Summarize the atoti store text below in two sentences.

## Text section
* * *

Advanced Store Manipulations¶
[1]:
import atoti as tt
session = tt.create_session()
store = session.read_csv("data/example.csv", keys=["ID"], store_name="MyStore")
cube = session.create_cube(store, "FirstCube")
cube.query()
[1]:
Price.AVG | Price.SUM | Quantity.AVG | Quantity.SUM | contributors.COUNT | |
---|---|---|---|---|---|
0 | 428.0 | 4280.0 | 2270.0 | 22700.0 | 10 |
Store description¶
The lengh of a store is the number of rows in the store
[2]:
len(store)

* * *

## Stored data
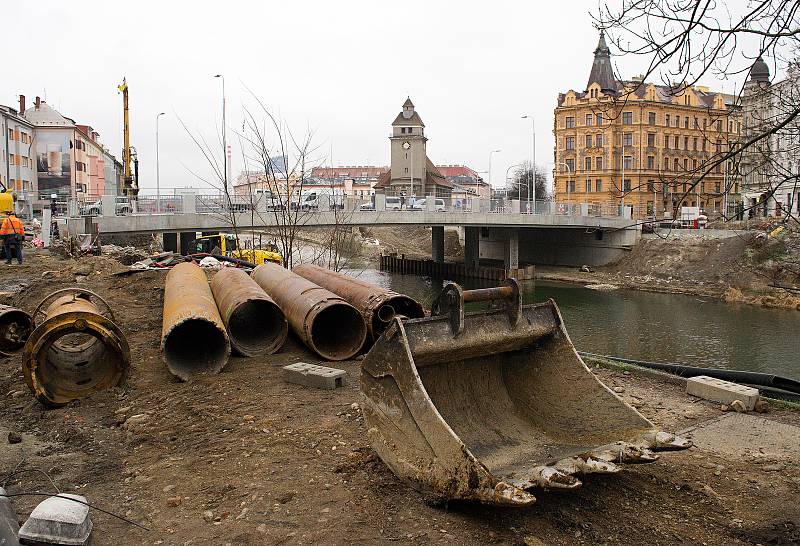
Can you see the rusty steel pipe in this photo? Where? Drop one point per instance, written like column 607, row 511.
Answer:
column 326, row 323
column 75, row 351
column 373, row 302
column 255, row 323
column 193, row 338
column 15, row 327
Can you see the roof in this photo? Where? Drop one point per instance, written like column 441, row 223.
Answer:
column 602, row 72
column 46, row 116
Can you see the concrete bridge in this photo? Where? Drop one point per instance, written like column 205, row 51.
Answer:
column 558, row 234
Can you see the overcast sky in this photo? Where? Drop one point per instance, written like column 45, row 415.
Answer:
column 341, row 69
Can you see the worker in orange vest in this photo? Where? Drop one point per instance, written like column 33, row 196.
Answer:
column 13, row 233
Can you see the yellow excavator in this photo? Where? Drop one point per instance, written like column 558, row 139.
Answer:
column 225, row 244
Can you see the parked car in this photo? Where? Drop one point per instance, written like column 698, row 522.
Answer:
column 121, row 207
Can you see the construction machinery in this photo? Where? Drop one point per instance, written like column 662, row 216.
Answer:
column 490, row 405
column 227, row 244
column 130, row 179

* * *

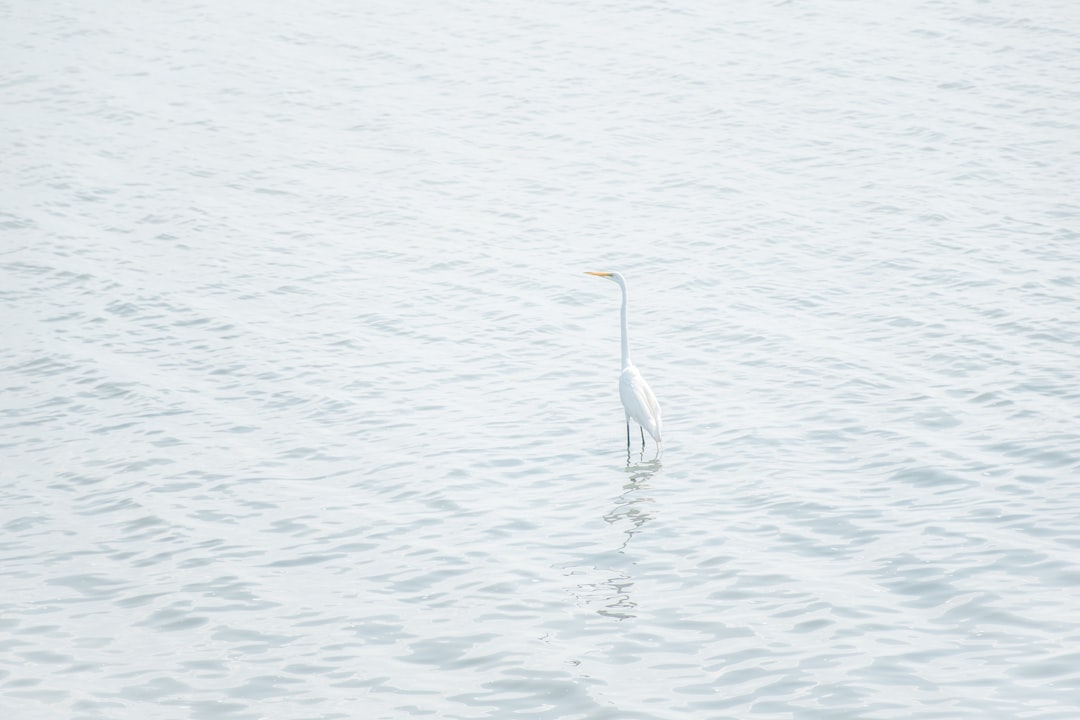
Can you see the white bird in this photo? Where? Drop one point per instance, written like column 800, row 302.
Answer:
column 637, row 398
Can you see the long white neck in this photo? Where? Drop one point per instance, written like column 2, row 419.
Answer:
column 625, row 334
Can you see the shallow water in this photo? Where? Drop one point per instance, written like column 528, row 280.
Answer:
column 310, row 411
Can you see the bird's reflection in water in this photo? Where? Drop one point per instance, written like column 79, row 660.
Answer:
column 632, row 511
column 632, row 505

* * *

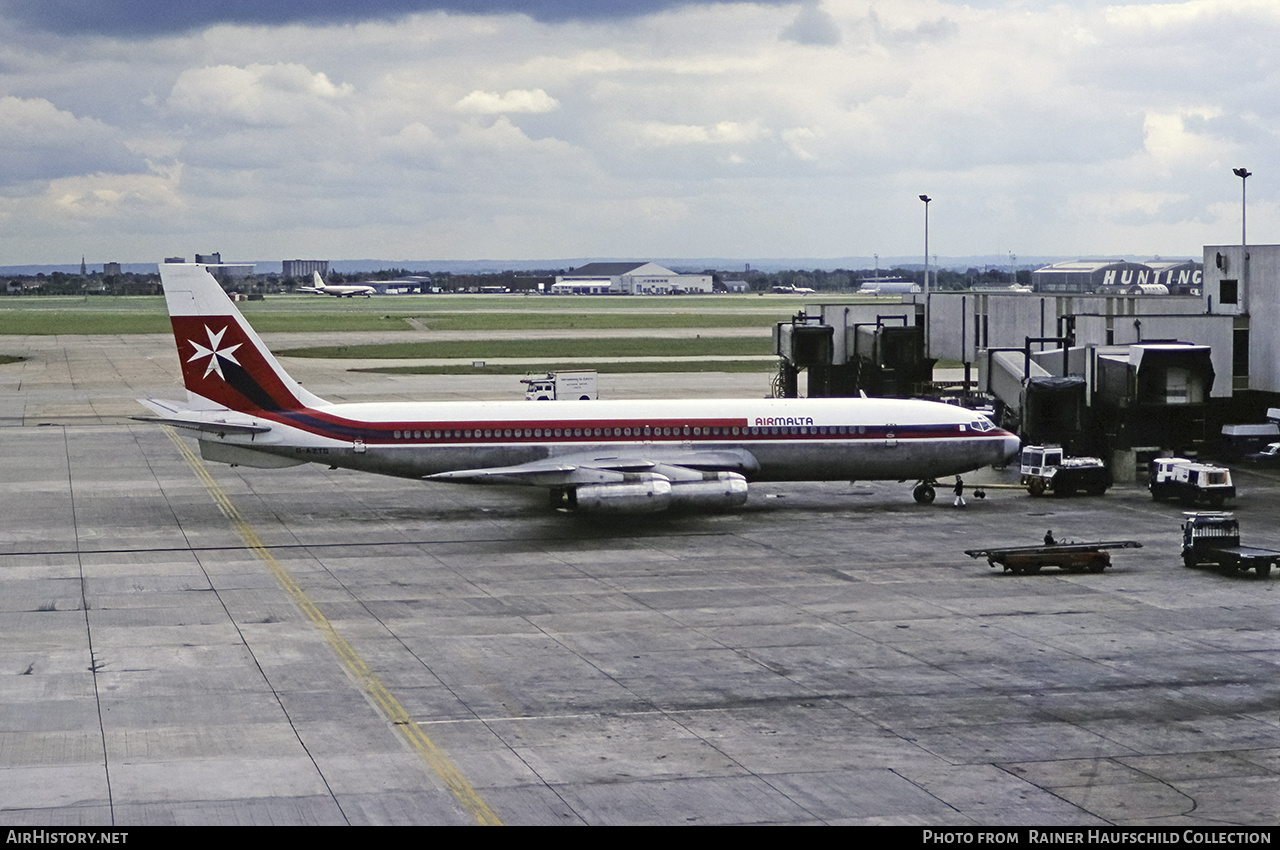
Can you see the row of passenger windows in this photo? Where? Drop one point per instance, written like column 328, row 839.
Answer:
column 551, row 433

* * *

## Reply to the exercise
The text creates an atoti session, reads a CSV file into a store named "MyStore" keyed on "ID," builds a cube called "FirstCube" from that store, and queries it to get average and summed price and quantity along with a contributor count. It then explains that a store's length is its number of rows, which is obtained by calling len on the store.